■ **Your objective**
Please give the listing again in its entirety, exactly as written.

(Excerpts of pointing data)
--- start ---

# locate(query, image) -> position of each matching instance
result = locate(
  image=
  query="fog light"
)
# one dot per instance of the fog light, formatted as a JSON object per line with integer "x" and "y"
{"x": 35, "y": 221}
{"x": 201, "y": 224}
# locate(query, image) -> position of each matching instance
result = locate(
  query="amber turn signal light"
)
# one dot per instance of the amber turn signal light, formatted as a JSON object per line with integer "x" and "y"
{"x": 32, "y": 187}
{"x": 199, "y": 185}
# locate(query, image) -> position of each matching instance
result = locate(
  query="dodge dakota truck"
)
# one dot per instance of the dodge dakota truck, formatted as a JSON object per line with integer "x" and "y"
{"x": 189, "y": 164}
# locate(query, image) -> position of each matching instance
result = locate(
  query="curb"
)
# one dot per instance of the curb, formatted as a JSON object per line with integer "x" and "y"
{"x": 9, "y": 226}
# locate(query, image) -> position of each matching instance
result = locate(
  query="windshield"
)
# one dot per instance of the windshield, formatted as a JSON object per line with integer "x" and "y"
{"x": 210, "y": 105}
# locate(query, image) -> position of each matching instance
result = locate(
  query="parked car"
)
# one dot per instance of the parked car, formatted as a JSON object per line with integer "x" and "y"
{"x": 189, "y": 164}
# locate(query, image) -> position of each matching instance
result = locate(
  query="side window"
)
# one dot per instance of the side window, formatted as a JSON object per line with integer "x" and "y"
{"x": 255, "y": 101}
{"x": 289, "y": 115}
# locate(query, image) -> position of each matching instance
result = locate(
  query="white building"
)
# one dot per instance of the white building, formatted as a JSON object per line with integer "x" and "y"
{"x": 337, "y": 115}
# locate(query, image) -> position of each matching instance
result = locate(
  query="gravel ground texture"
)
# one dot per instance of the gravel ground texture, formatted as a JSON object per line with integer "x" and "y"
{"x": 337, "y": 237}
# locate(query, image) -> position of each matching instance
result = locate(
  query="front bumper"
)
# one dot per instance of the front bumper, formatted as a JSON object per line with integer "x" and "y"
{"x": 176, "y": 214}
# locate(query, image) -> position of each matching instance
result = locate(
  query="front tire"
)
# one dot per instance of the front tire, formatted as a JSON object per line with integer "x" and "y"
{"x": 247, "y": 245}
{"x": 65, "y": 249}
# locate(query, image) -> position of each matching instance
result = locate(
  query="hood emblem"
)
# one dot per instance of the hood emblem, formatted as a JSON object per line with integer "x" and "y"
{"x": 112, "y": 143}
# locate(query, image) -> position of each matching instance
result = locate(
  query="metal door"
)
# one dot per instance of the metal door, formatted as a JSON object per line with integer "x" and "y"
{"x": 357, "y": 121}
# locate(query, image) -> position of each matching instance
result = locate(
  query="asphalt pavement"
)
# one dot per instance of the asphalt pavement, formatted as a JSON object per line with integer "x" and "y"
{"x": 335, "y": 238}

--- end ---

■ **Exercise answer**
# locate(query, image) -> position of each matching instance
result = locate(
  image=
  query="fog light"
)
# one dot per instance of the fog light, formatted as a JSON object per line with integer "x" and "y"
{"x": 35, "y": 221}
{"x": 201, "y": 224}
# locate(query, image) -> position of each matching instance
result = locate(
  query="amber turn signal light"
)
# one dot per instance of the amber turn signal light, formatted as a JSON object per line with integer "x" and "y"
{"x": 32, "y": 187}
{"x": 199, "y": 185}
# locate(query, image) -> position of each matching instance
result = locate(
  query="dodge dakota truck"
)
# one dot per instance of the dodge dakota truck, formatted as a JSON object per line with integer "x" and "y"
{"x": 189, "y": 164}
# locate(query, image) -> position of each matching instance
result = locate(
  query="curb"
)
# one dot per instance of the curb, formatted as a JSON object per line with integer "x" and "y"
{"x": 9, "y": 226}
# locate(query, image) -> position of each matching instance
result = locate(
  query="windshield"
)
# one dot per instance of the windshield, formatted as a JSON object per line with integer "x" and "y"
{"x": 210, "y": 105}
# locate(query, image) -> position of each matching instance
result = locate(
  query="parked car"
)
# one dot per instance of the parked car, formatted as a JSON object per line with integer "x" and "y"
{"x": 189, "y": 164}
# locate(query, image) -> position of each matching instance
result = locate(
  query="side window"
)
# one dot per instance of the side window, formatted as a JSON object per line with integer "x" and "y"
{"x": 255, "y": 101}
{"x": 289, "y": 115}
# locate(query, image) -> position of each matching instance
result = locate(
  query="white building"
)
# one dot per instance of the white building, formatted as a JSON object per line with integer "x" and "y"
{"x": 337, "y": 115}
# locate(query, image) -> position of each matching instance
result = locate(
  query="gravel ground texture"
)
# one dot per instance of the gravel ground texture, formatted as a JSON object per line with integer "x" and "y"
{"x": 337, "y": 237}
# locate(query, image) -> position of each matching instance
result = locate(
  query="front bumper"
)
# one dot per instance of the front bumper, formatted as a JSON object per line with integer "x" and "y"
{"x": 176, "y": 214}
# locate(query, image) -> position of each matching instance
result = locate(
  query="front tire"
)
# one dot per instance of the front tire, formatted as a JSON object per line with integer "x" and "y"
{"x": 247, "y": 245}
{"x": 65, "y": 249}
# locate(query, image) -> position of each matching instance
result = locate(
  query="hood emblem"
)
# one dot per instance of the hood emblem, formatted as a JSON object per line with integer "x" and "y"
{"x": 112, "y": 143}
# locate(query, image) -> position of each matching instance
result = locate(
  query="metal door"
)
# one dot per instance of the metal door, formatted as a JSON object per line with integer "x" and "y"
{"x": 357, "y": 121}
# locate(query, image) -> position of each matching instance
result = locate(
  query="asphalt pavement"
)
# one dot per instance of the asphalt pavement, formatted as a JSON object per line with integer "x" and "y"
{"x": 335, "y": 238}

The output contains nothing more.